Content warning: This article includes vulgar descriptions of racism.
U of T’s faculty, administrators, student associations, and students have expressed solidarity and feelings of sadness and anger over the recent shootings in Atlanta, Georgia, where eight people were killed, six of whom were Asian, and seven of whom were women.
On March 16, a shooter targeted three massage parlours and spas. The victims included workers at the businesses and customers. The shooter has been charged with eight counts of murder.
The shootings come after a reported rise in anti-Asian sentiment in Canada and a worldwide increase in xenophobia during the COVID-19 pandemic. Asian communities have been subjected to hate crimes, verbal abuse, and physical attacks, creating a culture of fear within these communities, including ones at U of T.
Responses to the Atlanta shootings
U of T President Meric Gertler, released a statement regarding the shootings, writing that the university condemns all forms of discrimination and violence against women and the Asian community.

[Listed records]:
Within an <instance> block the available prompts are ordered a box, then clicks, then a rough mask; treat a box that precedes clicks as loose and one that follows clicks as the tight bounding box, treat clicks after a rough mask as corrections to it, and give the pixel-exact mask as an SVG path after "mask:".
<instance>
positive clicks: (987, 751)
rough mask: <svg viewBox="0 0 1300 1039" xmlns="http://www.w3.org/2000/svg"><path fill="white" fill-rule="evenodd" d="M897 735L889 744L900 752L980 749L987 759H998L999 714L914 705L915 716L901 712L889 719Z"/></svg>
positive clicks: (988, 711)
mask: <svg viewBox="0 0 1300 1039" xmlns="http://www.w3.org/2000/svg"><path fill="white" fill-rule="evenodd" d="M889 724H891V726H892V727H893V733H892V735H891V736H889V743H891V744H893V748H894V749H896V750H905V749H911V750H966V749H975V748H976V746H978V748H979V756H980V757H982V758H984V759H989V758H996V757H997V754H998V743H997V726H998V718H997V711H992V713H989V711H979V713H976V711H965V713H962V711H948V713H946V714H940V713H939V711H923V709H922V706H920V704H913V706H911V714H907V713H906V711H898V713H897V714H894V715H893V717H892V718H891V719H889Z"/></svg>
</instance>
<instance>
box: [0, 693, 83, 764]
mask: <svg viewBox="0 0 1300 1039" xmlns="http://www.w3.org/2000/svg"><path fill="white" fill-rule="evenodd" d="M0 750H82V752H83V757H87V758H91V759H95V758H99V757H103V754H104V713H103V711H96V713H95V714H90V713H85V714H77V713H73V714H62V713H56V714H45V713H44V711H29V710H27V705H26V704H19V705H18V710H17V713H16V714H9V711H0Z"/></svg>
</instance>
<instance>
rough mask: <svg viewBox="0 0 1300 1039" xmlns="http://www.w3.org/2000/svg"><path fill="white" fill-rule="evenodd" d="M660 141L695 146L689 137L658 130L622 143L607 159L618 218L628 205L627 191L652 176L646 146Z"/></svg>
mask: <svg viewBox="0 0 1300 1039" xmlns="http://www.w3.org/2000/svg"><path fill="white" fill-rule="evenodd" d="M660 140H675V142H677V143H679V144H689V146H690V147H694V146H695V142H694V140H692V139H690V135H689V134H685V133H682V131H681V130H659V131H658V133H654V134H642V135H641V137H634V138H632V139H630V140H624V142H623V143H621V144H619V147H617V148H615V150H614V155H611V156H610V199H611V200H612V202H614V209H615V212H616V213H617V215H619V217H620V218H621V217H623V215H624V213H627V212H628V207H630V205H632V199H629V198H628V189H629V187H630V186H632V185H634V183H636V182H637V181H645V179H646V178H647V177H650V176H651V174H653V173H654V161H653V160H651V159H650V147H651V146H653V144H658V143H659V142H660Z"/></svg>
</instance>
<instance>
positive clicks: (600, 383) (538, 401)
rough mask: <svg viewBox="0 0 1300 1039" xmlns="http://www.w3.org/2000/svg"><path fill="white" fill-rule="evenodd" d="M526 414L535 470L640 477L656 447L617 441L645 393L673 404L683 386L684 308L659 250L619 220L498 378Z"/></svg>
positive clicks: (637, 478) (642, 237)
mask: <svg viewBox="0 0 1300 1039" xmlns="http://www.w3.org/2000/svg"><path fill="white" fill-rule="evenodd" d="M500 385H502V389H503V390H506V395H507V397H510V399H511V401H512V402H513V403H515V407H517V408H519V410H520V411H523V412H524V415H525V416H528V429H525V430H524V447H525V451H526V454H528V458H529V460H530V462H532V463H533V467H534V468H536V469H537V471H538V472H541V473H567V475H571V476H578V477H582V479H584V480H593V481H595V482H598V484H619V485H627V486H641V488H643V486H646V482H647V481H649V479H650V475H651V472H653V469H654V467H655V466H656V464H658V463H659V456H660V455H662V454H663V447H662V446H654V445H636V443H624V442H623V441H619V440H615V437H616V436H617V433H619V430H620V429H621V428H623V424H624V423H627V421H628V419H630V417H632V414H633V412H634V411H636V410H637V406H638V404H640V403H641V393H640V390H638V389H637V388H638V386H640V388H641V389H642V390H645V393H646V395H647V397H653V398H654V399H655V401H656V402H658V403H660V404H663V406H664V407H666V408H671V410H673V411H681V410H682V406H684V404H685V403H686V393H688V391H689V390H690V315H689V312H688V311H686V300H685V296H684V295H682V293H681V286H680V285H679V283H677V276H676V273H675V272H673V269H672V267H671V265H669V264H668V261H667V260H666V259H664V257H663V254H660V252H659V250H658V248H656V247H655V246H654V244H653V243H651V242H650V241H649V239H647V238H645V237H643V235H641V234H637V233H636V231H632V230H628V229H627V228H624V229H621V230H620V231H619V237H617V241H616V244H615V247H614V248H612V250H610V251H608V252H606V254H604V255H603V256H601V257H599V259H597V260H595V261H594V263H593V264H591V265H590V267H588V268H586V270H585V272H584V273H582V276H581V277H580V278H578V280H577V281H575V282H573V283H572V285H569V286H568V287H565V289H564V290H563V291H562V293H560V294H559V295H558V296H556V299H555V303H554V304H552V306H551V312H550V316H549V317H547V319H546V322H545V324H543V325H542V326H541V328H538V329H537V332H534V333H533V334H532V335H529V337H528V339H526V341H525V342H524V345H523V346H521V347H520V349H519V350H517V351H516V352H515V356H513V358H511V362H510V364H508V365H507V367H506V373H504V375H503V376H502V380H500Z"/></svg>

==

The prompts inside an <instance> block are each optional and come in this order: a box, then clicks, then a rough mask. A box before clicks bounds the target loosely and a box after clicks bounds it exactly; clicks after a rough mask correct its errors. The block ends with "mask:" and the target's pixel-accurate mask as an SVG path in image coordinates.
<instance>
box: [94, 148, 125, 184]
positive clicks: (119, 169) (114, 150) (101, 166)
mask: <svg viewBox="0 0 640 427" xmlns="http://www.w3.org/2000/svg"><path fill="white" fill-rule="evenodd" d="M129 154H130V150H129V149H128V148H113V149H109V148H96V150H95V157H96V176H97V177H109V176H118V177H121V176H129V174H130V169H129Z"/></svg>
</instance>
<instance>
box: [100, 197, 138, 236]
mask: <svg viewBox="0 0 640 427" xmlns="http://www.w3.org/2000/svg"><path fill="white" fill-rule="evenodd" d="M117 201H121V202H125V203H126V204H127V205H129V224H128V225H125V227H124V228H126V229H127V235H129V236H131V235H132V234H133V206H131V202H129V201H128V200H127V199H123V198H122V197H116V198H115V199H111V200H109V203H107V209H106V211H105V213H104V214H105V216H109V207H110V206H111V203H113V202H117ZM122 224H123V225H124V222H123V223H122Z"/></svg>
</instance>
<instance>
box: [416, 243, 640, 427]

---

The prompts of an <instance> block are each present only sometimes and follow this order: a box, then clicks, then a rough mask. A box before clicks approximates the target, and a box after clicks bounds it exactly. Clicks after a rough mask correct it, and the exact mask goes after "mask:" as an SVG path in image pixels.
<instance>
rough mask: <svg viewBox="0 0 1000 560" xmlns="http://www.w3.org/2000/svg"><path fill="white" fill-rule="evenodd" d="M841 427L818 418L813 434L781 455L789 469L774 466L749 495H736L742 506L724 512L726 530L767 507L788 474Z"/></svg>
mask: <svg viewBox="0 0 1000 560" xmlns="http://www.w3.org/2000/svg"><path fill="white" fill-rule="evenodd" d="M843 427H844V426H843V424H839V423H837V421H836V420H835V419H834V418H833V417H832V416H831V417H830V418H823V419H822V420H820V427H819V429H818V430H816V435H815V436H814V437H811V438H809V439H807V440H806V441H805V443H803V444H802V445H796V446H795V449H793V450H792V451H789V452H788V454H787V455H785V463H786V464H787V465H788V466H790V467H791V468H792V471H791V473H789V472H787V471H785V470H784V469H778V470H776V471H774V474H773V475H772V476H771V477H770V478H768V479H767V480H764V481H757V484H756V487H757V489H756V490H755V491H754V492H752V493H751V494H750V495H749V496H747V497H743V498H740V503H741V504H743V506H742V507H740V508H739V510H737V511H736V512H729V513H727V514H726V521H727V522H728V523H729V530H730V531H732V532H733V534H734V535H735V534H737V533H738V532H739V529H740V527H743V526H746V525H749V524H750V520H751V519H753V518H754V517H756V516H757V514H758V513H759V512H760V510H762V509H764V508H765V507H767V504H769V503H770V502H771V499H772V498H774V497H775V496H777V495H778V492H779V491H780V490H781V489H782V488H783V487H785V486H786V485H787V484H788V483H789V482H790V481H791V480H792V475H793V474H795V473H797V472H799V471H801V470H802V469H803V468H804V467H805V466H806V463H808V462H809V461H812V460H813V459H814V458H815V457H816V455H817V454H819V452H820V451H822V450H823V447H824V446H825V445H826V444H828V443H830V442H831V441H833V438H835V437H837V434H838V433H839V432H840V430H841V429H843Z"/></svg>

[What to work on]:
A – Copy out the part of the article on the Atlanta shootings that runs from "U of T’s faculty, administrators, student" up to and including "counts of murder.".
B – Using the article on the Atlanta shootings, answer these:
(i) On what date did the shooter target the massage parlours and spas?
(ii) How many counts of murder has the shooter been charged with?
(iii) Who released a statement about the shootings on behalf of the university?
The listing has nothing to do with the article on the Atlanta shootings.

[Answers by item number]:
A –
U of T’s faculty, administrators, student associations, and students have expressed solidarity and feelings of sadness and anger over the recent shootings in Atlanta, Georgia, where eight people were killed, six of whom were Asian, and seven of whom were women.
On March 16, a shooter targeted three massage parlours and spas. The victims included workers at the businesses and customers. The shooter has been charged with eight counts of murder.

B –
(i) March 16
(ii) Eight
(iii) U of T President Meric Gertler